▶ _EXERCISE PROMPT_:
Print out each entry below in full, exactly as given, excluding pictures.

Photo-based referring expression data
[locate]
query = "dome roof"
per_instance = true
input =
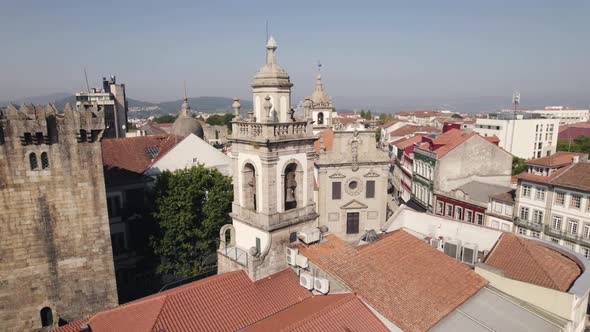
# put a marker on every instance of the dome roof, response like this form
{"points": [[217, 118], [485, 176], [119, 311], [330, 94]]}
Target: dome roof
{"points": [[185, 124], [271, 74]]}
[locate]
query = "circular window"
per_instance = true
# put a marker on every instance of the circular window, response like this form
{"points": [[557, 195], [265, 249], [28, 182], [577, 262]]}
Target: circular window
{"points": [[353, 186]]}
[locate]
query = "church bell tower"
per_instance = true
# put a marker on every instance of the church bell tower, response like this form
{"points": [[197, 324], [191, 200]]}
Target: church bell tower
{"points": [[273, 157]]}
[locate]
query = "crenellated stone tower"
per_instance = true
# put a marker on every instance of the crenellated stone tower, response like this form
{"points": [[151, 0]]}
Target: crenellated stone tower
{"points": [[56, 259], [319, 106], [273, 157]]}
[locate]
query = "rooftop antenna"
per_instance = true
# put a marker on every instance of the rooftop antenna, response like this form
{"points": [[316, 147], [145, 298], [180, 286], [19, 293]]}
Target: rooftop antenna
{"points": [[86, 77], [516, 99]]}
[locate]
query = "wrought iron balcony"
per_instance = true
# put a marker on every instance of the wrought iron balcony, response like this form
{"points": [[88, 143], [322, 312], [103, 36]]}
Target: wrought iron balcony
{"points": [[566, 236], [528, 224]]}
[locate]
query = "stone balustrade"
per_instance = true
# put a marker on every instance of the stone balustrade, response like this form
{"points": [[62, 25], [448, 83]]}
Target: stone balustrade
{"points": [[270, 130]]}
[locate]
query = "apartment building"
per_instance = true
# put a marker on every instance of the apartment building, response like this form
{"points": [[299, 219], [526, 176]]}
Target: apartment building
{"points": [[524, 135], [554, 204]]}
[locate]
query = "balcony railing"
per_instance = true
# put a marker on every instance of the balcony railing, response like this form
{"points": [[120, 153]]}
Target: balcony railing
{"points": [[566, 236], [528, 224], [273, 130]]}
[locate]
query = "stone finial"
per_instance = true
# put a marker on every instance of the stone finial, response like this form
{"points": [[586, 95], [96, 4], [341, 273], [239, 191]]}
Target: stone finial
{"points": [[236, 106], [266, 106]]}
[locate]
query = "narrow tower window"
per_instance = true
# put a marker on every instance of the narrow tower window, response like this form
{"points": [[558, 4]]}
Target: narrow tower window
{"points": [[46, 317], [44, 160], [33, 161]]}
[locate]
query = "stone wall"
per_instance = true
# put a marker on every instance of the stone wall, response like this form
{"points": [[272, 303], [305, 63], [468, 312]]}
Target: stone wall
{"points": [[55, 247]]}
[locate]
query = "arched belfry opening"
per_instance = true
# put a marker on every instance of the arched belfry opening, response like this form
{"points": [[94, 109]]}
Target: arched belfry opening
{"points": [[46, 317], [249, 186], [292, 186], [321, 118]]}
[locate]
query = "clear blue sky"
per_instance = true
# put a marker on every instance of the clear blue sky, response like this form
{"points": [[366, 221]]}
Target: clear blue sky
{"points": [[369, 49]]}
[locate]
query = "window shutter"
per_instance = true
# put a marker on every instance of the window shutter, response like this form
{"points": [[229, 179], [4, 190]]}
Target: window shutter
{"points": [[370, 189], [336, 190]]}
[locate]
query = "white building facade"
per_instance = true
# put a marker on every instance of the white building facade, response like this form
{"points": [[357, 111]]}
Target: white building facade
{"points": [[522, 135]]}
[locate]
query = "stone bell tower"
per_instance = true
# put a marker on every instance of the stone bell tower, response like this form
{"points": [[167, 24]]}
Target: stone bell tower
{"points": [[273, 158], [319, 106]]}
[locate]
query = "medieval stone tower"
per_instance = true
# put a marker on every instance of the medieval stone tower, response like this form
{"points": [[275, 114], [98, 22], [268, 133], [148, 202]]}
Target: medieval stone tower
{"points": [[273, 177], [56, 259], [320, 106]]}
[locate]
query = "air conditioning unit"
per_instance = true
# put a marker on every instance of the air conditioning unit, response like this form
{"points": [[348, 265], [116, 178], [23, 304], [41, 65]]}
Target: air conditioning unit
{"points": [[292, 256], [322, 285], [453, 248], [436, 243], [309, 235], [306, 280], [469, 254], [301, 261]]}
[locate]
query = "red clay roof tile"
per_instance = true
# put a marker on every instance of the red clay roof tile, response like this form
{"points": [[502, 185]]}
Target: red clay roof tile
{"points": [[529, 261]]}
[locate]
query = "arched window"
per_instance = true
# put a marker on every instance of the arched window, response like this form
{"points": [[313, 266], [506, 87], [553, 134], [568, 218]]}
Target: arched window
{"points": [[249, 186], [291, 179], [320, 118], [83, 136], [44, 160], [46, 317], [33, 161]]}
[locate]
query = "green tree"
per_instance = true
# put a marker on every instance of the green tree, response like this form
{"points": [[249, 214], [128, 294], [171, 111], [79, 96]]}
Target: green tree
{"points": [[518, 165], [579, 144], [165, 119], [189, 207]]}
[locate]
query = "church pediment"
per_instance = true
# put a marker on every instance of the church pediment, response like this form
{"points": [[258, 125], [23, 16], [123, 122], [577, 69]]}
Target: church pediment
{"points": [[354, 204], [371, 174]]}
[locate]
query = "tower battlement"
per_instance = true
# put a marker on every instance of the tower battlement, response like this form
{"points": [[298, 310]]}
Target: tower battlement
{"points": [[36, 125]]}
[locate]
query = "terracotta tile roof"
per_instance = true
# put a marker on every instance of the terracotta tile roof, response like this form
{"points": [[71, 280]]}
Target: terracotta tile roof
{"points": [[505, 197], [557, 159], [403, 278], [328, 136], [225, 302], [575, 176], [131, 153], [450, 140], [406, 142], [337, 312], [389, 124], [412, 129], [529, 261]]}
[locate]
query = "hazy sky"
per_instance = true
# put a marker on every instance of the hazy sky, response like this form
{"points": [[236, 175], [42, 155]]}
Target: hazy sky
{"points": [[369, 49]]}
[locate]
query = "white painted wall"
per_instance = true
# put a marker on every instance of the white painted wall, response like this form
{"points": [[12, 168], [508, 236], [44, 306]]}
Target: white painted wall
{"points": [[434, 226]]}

▶ _OUTPUT FOR THIS TASK_:
[locate]
query = "dome roof"
per_instance = true
input =
# put a marker on every instance of the dome roof, response like this form
{"points": [[217, 118], [485, 176], [119, 311], [330, 94]]}
Target: dome roof
{"points": [[185, 124], [271, 74]]}
[locate]
query = "circular window"
per_instance = true
# put a marker on every instance of the circular window, response like this form
{"points": [[557, 195], [265, 249], [28, 182], [577, 262]]}
Target: circular window
{"points": [[353, 186]]}
[locate]
query = "church bell tower"
per_instance = true
# put a marker on every instance of the church bell tower, response like this form
{"points": [[197, 324], [191, 200]]}
Target: church bell tower
{"points": [[273, 157]]}
[locate]
query = "crenellated stone tower"
per_instance = true
# put a marker on every instance of the crenellated stone tower, response like this form
{"points": [[151, 0]]}
Target: crenellated stone tower
{"points": [[56, 259], [319, 106], [273, 157]]}
[locate]
query = "rooftop antenna"
per_instance = true
# put a marker on every instance of the rooftop antenna, response like this form
{"points": [[316, 147], [145, 298], [180, 286], [19, 293]]}
Target: rooftop antenna
{"points": [[86, 77], [516, 99]]}
[locate]
query = "wrought iron balcony"
per_instance = true
# put a marker on every instance of the wrought iron balcony, response like this form
{"points": [[88, 143], [322, 312], [103, 36]]}
Target: wrought iron balcony
{"points": [[566, 236], [528, 224]]}
[locate]
query = "stone balustrade"
per_instance = true
# put a marker on every instance of the stone balustrade, response like this form
{"points": [[62, 25], [448, 83]]}
Target: stone balustrade
{"points": [[270, 130]]}
[locate]
query = "apartment building"
per_instance = true
# put a marker on every instance of the apartment building, response like this form
{"points": [[299, 219], [526, 176]]}
Target: apartment building
{"points": [[524, 135], [554, 204]]}
[locate]
query = "balcony railing"
per_instance = true
# put a marker on every instance of the balcony railing, response like this form
{"points": [[120, 153]]}
Target: balcony railing
{"points": [[566, 236], [528, 224], [273, 130]]}
[locate]
query = "stone finial"
per_instance = true
# put a marker on every instance of the stone finial, response like this form
{"points": [[586, 95], [96, 4], [341, 273], [239, 191]]}
Target: stone finial
{"points": [[236, 106], [266, 106]]}
[locate]
query = "narrow tower window"
per_instance = true
# put a marker on every instance of the narrow tower window, response like this form
{"points": [[558, 4]]}
Target: narrow tower window
{"points": [[46, 317], [44, 160], [33, 161]]}
[locate]
query = "stone wall"
per_instance = true
# put a marker on every instance of the stone wall, response like this form
{"points": [[272, 303], [305, 63], [468, 312]]}
Target: stone wall
{"points": [[55, 247]]}
[locate]
query = "arched belfry opening"
per_instance = true
# put a marker on every instance of the arched belfry opening, response like this form
{"points": [[94, 109]]}
Target: arched belfry opening
{"points": [[46, 317], [249, 186], [292, 186], [321, 118]]}
[locate]
query = "clear blue sky"
per_instance = true
# put a marker on every instance of the clear blue sky, response like this form
{"points": [[366, 221]]}
Target: clear blue sky
{"points": [[369, 49]]}
[locate]
query = "window shutter"
per_instance = true
# put a marker on every instance of the window shutter, response like this form
{"points": [[229, 179], [4, 190]]}
Target: window shutter
{"points": [[370, 189], [336, 190]]}
[locate]
query = "white building facade"
per_instance = true
# put a marker on every instance of the white building facade, response like this form
{"points": [[357, 111]]}
Target: white building facade
{"points": [[522, 135]]}
[locate]
query = "stone bell tower"
per_instance = true
# put a marker on every instance of the stone bell tower, response like this form
{"points": [[167, 24]]}
Target: stone bell tower
{"points": [[273, 158], [319, 106]]}
[locate]
query = "medieval stone tower"
per_instance = true
# put a marker on every instance of the medieval stone tower, response like this form
{"points": [[275, 114], [98, 22], [268, 133], [148, 202]]}
Target: medieval stone tower
{"points": [[273, 177], [56, 259], [320, 106]]}
[locate]
query = "air conditioning unit"
per_instance = true
# put a marker on every instance of the air conditioning unit, response like this form
{"points": [[348, 265], [116, 178], [23, 304], [41, 65]]}
Target: air conditioning unit
{"points": [[292, 256], [322, 285], [453, 248], [436, 243], [309, 235], [306, 280], [469, 254], [301, 261]]}
[locate]
query = "red clay roof tile"
per_instance = true
# put a marker on every instance of the red clay roof tile, response like this form
{"points": [[502, 185]]}
Target: red clay roof tile
{"points": [[529, 261]]}
[locate]
query = "arched window"
per_instance = true
# put a marker on every instance of the arched window, response like this form
{"points": [[313, 266], [506, 87], [553, 134], [568, 218]]}
Target: arched window
{"points": [[249, 186], [291, 179], [320, 118], [83, 136], [44, 160], [46, 317], [33, 161]]}
[locate]
query = "green tree"
per_instance = true
# put a marker on every instance of the green tree, response like this form
{"points": [[249, 214], [128, 294], [171, 111], [79, 96]]}
Target: green tree
{"points": [[518, 165], [579, 144], [165, 119], [189, 207]]}
[locate]
query = "church pediment"
per_instance = true
# put a marker on every instance of the church pediment, response like this form
{"points": [[258, 125], [23, 16], [123, 122], [577, 69]]}
Target: church pediment
{"points": [[354, 204], [371, 174]]}
[locate]
query = "tower battlement"
per_instance = true
# put a marker on every instance of the tower battlement, response like this form
{"points": [[298, 310]]}
Target: tower battlement
{"points": [[36, 125]]}
[locate]
query = "terracotta tile roof"
per_instance = true
# put a marker on every instance of the terracotta tile roof, response like this form
{"points": [[71, 280]]}
Target: terracotta tile roof
{"points": [[505, 197], [557, 159], [403, 278], [328, 136], [225, 302], [575, 176], [131, 153], [450, 140], [406, 142], [337, 312], [389, 124], [412, 129], [529, 261]]}
[locate]
query = "hazy sky"
per_instance = true
# put a marker on every instance of the hazy sky, response like this form
{"points": [[236, 175], [42, 155]]}
Target: hazy sky
{"points": [[369, 49]]}
[locate]
query = "white painted wall"
per_instance = true
# put a marker on every instance of the white painted wall, response like this form
{"points": [[12, 168], [508, 236], [44, 306]]}
Target: white painted wall
{"points": [[434, 226]]}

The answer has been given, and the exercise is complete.